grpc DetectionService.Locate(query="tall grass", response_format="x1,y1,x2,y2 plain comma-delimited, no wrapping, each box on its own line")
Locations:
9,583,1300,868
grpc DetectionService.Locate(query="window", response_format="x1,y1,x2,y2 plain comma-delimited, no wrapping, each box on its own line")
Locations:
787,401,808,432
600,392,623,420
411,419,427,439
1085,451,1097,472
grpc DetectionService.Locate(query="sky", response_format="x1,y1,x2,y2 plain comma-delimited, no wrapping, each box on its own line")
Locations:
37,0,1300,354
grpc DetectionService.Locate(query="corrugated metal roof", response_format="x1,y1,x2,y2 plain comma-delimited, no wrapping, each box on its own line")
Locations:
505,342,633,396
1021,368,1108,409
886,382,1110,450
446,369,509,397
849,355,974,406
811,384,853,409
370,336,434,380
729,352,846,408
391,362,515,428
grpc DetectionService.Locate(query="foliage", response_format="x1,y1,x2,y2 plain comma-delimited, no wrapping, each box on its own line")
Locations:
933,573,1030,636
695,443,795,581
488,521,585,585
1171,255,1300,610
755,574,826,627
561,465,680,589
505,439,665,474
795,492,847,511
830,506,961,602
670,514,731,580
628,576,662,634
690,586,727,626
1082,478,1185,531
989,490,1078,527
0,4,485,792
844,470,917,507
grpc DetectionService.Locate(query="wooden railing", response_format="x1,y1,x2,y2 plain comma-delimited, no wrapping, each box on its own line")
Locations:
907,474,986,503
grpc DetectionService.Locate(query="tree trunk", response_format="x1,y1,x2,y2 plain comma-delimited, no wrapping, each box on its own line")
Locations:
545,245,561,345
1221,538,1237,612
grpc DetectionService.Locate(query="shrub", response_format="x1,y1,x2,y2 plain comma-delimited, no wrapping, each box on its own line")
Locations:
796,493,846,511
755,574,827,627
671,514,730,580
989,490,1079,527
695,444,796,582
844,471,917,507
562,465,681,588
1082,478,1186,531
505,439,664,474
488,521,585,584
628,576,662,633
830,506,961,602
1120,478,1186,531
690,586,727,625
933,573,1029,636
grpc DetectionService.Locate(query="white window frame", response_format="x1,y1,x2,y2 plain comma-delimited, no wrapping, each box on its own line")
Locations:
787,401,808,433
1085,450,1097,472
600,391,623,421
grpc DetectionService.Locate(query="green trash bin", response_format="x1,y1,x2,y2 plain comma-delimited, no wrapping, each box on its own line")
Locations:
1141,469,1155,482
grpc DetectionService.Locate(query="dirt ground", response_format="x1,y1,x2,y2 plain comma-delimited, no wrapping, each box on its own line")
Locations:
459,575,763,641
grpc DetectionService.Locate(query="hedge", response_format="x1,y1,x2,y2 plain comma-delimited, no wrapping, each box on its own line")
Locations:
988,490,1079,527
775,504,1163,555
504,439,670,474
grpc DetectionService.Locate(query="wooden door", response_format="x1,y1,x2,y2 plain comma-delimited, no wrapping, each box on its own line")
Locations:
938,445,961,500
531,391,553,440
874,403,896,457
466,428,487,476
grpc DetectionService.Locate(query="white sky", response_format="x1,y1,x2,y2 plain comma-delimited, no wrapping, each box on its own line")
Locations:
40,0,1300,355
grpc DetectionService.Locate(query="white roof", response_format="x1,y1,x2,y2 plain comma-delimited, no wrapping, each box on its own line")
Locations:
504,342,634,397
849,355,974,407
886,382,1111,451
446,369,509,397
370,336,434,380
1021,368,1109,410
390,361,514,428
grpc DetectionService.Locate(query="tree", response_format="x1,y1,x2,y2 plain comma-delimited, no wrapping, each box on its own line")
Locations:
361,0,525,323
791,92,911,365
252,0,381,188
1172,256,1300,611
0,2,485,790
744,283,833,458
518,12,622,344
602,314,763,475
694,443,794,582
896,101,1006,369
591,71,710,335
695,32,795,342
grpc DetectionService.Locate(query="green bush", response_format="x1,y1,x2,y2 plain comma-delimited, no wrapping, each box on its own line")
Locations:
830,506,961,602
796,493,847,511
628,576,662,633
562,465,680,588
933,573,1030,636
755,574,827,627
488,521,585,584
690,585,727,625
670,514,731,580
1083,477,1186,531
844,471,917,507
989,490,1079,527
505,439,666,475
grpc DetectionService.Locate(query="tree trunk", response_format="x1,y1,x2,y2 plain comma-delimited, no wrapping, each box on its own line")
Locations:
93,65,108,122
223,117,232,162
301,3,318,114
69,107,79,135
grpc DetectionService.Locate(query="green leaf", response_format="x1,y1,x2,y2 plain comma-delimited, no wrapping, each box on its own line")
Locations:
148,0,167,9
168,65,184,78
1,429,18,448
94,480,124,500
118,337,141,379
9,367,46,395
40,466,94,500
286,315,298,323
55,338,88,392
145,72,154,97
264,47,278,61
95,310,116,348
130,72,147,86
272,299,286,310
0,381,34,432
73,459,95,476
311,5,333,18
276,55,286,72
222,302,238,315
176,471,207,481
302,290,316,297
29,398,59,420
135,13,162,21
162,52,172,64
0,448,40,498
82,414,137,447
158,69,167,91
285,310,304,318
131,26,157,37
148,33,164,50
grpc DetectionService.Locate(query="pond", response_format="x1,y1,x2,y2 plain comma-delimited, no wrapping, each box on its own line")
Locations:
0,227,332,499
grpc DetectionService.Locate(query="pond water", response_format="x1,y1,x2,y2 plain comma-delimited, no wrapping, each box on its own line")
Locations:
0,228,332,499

### [Task objective]
Look through the entries above and report the number of lines that contain "pond". Write only the number.

### [Task solution]
2